## [WRITTEN REQUEST]
Update the entries from the line with "Shot-chart audit: point to every instance of the building" through the end of the entries, replacing "building tower" with "tower" and keeping everything else the same. Return only those lines, without the pictures.

## [SOURCE MATERIAL]
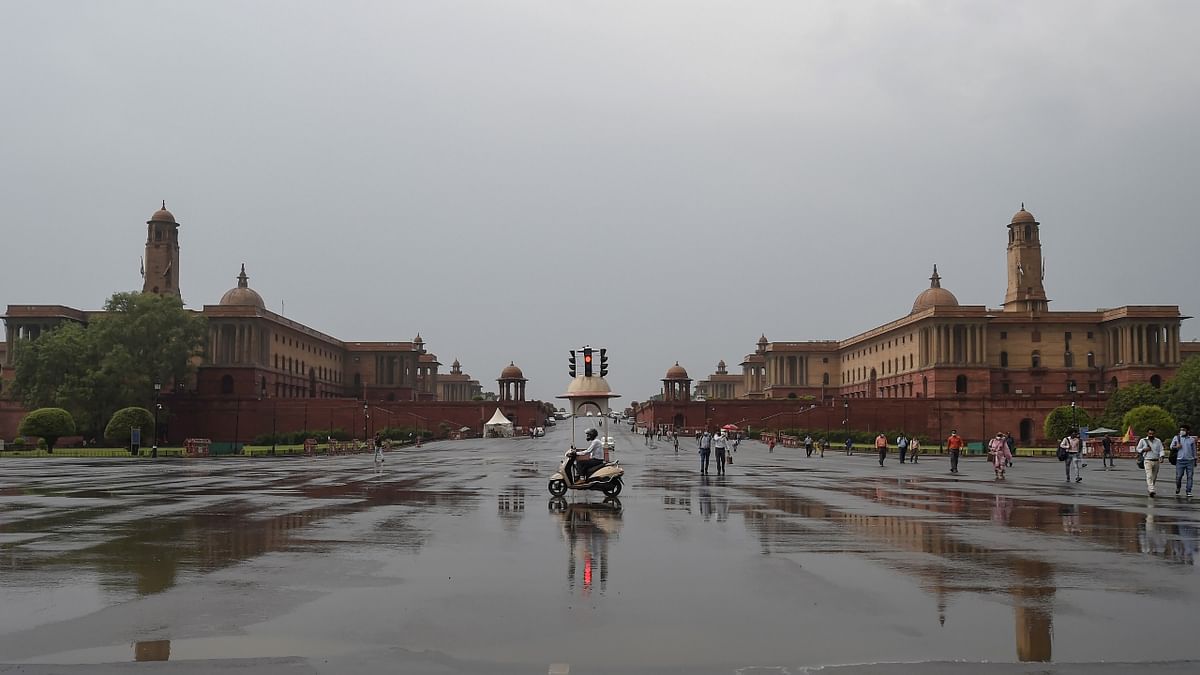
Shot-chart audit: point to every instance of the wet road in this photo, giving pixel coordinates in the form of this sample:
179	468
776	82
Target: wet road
454	559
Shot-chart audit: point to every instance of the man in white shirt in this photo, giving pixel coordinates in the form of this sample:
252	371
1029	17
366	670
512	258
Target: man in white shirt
591	458
1151	451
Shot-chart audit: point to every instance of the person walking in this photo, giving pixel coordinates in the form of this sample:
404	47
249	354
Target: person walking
706	443
1185	446
954	443
999	454
1074	447
719	444
1150	449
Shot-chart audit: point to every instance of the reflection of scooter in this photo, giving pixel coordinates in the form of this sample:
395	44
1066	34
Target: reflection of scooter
606	478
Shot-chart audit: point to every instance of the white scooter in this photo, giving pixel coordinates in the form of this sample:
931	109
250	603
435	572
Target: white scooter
606	478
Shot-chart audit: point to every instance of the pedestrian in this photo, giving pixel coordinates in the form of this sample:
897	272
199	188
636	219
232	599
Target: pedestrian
1074	448
954	443
1150	449
719	443
1185	446
999	454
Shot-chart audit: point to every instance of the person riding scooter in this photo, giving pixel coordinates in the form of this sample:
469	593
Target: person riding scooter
591	458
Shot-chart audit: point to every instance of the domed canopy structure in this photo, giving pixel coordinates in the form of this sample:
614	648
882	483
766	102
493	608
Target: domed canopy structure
676	372
1023	216
162	215
243	296
511	372
935	296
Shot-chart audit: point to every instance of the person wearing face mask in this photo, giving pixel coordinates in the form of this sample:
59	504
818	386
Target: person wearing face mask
1151	451
1185	446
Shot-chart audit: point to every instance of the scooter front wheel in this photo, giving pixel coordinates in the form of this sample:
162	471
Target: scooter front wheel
613	488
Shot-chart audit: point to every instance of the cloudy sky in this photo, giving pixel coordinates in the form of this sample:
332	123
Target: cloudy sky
665	178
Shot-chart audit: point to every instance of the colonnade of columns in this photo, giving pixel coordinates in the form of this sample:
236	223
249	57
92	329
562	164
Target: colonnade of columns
677	389
1144	344
954	344
511	389
789	370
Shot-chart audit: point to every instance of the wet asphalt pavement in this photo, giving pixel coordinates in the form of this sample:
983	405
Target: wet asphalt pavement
455	559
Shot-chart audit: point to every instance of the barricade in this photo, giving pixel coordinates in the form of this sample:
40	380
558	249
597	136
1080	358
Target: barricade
196	447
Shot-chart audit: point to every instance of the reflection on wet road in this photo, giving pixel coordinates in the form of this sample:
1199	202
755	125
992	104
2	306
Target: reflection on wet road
786	561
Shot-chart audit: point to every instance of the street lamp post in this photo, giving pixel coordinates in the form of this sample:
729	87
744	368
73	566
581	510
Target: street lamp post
157	390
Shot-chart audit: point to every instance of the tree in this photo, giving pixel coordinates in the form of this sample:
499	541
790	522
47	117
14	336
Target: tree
118	430
1150	417
1183	393
1062	419
48	424
113	362
1128	398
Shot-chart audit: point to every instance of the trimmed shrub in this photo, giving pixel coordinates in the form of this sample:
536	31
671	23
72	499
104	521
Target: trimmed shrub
48	424
123	420
1150	417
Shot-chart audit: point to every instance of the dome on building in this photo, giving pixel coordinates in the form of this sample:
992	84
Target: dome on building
162	215
1023	215
676	372
243	296
935	296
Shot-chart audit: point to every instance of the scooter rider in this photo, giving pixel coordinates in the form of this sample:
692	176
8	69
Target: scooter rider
589	458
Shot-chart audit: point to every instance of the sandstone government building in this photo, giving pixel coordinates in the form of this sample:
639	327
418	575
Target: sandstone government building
262	371
942	364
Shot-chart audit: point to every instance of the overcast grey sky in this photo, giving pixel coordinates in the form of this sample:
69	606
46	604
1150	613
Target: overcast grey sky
669	179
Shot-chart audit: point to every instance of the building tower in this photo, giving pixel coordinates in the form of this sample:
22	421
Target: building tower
1025	268
676	384
160	267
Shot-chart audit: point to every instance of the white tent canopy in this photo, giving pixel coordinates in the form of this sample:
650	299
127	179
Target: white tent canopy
499	426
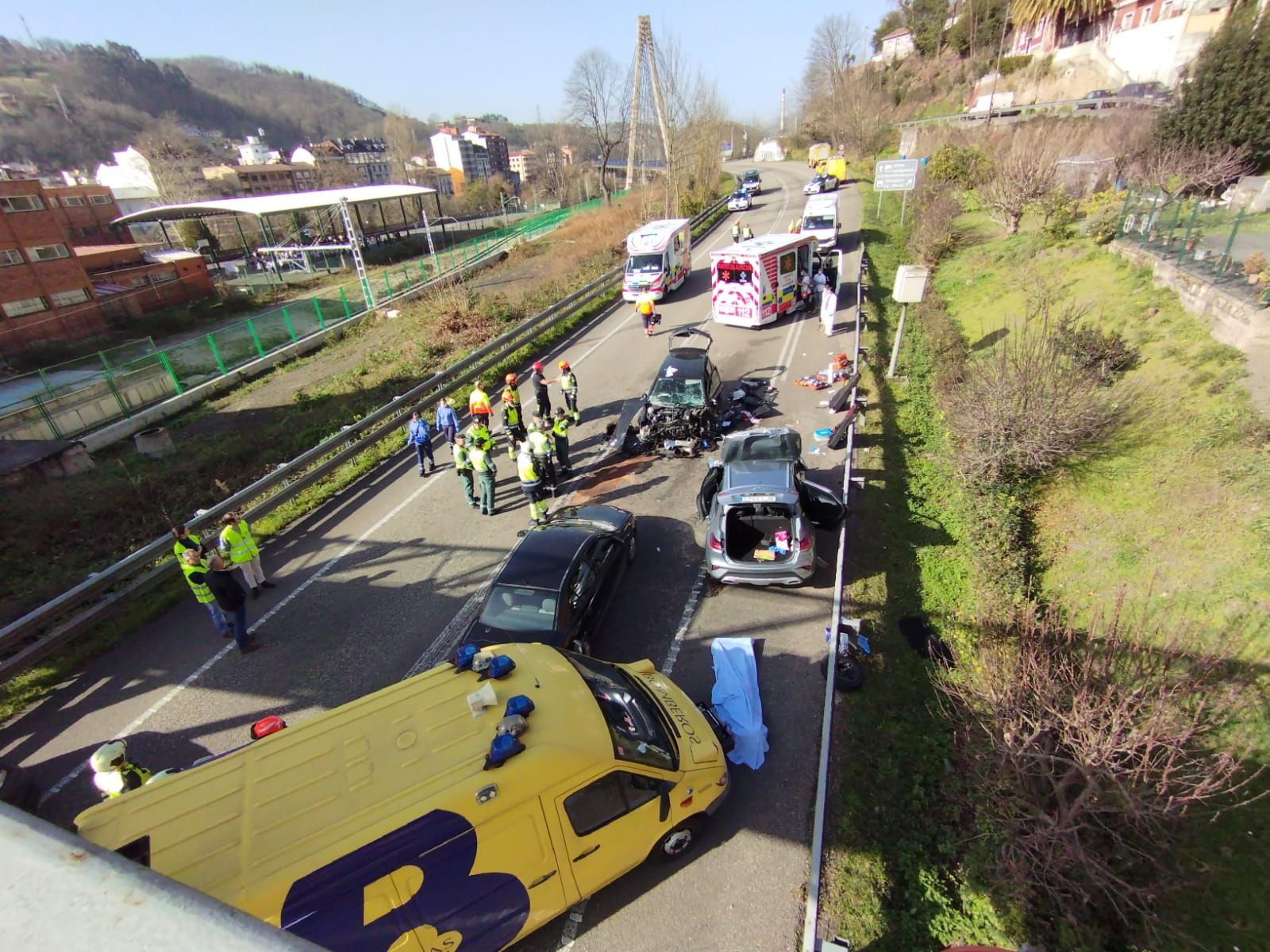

## [WRITTEN RESPONSE]
Shot-chart audit: point to every instance of the tower in this photo, giving pixel coordinates in the form of this sample:
22	421
Target: tower
1025	268
676	384
160	267
Shot-chart audit: point to every instance of the white tent canopy in this photo, giving pixel coordinates in the form of this sample:
650	299
127	179
Target: white tent canopy
499	426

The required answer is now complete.